**Exercise aim**
Copy each line exactly. Drop every picture.

[Stored items]
□ □ □

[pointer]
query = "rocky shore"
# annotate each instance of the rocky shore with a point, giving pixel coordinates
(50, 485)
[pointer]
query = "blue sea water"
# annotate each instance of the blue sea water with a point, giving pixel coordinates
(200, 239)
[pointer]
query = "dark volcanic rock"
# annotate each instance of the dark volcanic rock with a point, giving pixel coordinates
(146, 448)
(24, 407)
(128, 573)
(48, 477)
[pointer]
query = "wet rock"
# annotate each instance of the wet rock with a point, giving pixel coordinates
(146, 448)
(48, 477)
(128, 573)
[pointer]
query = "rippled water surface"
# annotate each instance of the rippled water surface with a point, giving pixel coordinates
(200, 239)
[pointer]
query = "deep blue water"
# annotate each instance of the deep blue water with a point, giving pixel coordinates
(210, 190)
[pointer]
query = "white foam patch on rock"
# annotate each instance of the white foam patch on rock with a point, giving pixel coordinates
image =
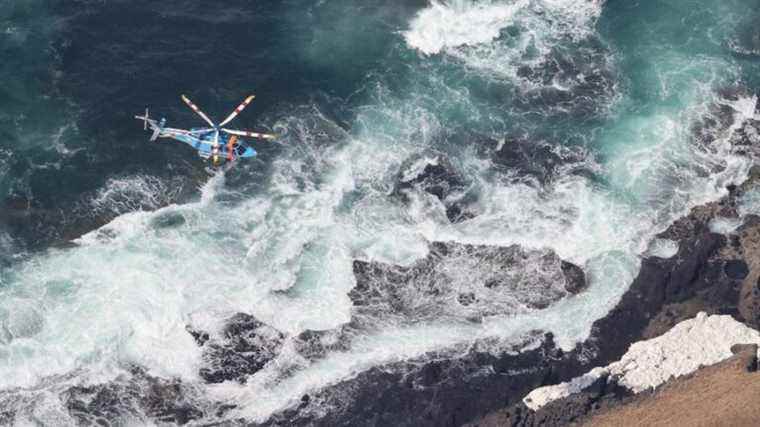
(723, 225)
(662, 248)
(417, 168)
(459, 23)
(702, 341)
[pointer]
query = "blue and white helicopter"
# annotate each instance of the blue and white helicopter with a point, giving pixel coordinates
(216, 142)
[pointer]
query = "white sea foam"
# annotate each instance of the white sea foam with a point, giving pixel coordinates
(691, 344)
(474, 31)
(284, 254)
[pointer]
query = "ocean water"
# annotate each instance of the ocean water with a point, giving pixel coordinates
(111, 245)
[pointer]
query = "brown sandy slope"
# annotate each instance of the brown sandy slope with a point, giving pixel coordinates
(726, 394)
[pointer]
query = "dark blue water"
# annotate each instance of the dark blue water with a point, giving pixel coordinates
(571, 125)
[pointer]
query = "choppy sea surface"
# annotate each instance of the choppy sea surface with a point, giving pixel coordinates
(110, 246)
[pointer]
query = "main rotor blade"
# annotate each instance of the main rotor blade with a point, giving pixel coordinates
(249, 134)
(237, 110)
(197, 110)
(201, 131)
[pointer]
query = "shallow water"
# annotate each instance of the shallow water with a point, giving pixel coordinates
(355, 89)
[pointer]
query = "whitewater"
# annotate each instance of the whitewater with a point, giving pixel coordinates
(615, 100)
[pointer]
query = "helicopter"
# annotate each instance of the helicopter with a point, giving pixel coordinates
(216, 142)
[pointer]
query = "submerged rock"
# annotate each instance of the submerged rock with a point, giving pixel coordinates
(435, 175)
(245, 346)
(138, 396)
(463, 281)
(534, 162)
(579, 82)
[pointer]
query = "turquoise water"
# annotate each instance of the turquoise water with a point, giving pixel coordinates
(613, 89)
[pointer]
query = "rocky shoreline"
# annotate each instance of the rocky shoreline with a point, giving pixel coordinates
(710, 273)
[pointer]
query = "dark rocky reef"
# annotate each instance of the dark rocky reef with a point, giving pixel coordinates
(244, 347)
(462, 281)
(138, 396)
(710, 272)
(575, 81)
(449, 388)
(533, 162)
(435, 175)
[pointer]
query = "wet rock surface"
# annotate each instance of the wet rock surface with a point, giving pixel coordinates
(575, 82)
(665, 292)
(707, 273)
(435, 175)
(533, 162)
(244, 347)
(463, 281)
(139, 396)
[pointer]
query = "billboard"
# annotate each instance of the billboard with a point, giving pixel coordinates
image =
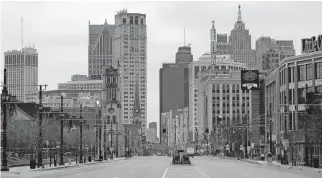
(249, 80)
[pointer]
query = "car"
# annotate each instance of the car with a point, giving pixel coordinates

□ □ □

**Full response**
[pointer]
query = "rocky shore"
# annotate each instance of the rocky shore with a point, giving pixel coordinates
(50, 485)
[pointer]
query = "blue sea water"
# annotate each instance of the blue sea water with a point, giving pixel coordinates
(200, 239)
[pointer]
query = "dark volcanic rock"
# annotate each instance of the dark volcanic rock with a point, giving pixel coordinates
(146, 448)
(24, 407)
(128, 573)
(48, 477)
[pointer]
query = "wet rock"
# annotate each instance of the wet rock with a point, giving pixel coordinates
(146, 448)
(48, 477)
(128, 573)
[pointer]
query = "rippled water surface"
# annotate each instance of the rippled water surface with a point, giving pixel coordinates
(200, 239)
[pointer]
query = "deep blue water"
# annotate each instance of the deep blue water with a point, giving pixel coordinates
(210, 190)
[pointer]
query = "white foam patch on rock"
# annotate each instance of the white foam patch on rock with a point, giving pixel coordinates
image =
(723, 225)
(662, 248)
(417, 168)
(459, 23)
(702, 341)
[pointer]
query = "blue and white helicopter"
# annotate each instance of the blue and white helicopter with a point, giving pixel coordinates
(216, 142)
[pointer]
query = "white sea foam"
# annotate each instance of the white sea foam with a point, giving pixel coordinates
(691, 344)
(474, 31)
(284, 254)
[pointer]
query = "ocean water"
# annotate each instance of the ocean water with a point, giving pixel coordinates
(111, 245)
[pointer]
query = "brown sandy slope"
# annotate each instance of the brown sandy slope with a point, giving pixel coordinates
(726, 394)
[pointer]
query = "dark blue water"
# annotate each instance of the dark blue water with a point, giving pixel coordinates
(571, 125)
[pointer]
query = "choppy sea surface"
# annotate each instance of the choppy sea surface with a point, giving pixel coordinates
(110, 246)
[pointer]
query = "main rotor blade"
# annotate each instance of the main rotor blade with a point, giving pixel coordinates
(249, 134)
(237, 110)
(197, 110)
(201, 131)
[pointer]
query = "shallow water"
# annotate each instance of the shallow water with a point, giving pixel coordinates
(355, 89)
[pointer]
query = "whitewater"
# annotate each instance of the whitewater with a point, giving pixel coordinates
(615, 100)
[pointer]
query = "helicopter"
# annotate each instance of the helicopter with a point, giving pixel coordinates
(216, 142)
[pointer]
query = "submerged rock"
# annotate each instance of the submerged rock with a point, giving pixel coordinates
(435, 175)
(245, 346)
(138, 396)
(463, 281)
(534, 162)
(579, 82)
[pointer]
query = "turquoise water"
# annotate each instance of the turquoise water with a point, giving pixel coordinates
(613, 89)
[pointer]
query = "rocky shoreline"
# annotate each instance of the rocky shoreline with a point, giving pixel coordinates
(710, 273)
[pointer]
query = "dark rocky reef"
# annotate each instance of the dark rocky reef with a point, giving pixel coordinates
(244, 347)
(462, 281)
(138, 396)
(710, 272)
(575, 81)
(449, 388)
(533, 162)
(435, 175)
[pointer]
query = "wet rock surface"
# annotate each instance of the wet rock surface with a point, giving pixel coordinates
(575, 82)
(665, 292)
(707, 273)
(435, 175)
(533, 162)
(244, 347)
(463, 281)
(139, 396)
[pointer]
query = "billboard"
# annotate each instance of the billboard with a point, giving pixel coordinates
image =
(249, 80)
[pointer]
query = "car"
# annotate each instance of the car with a point, giving pixel coordinates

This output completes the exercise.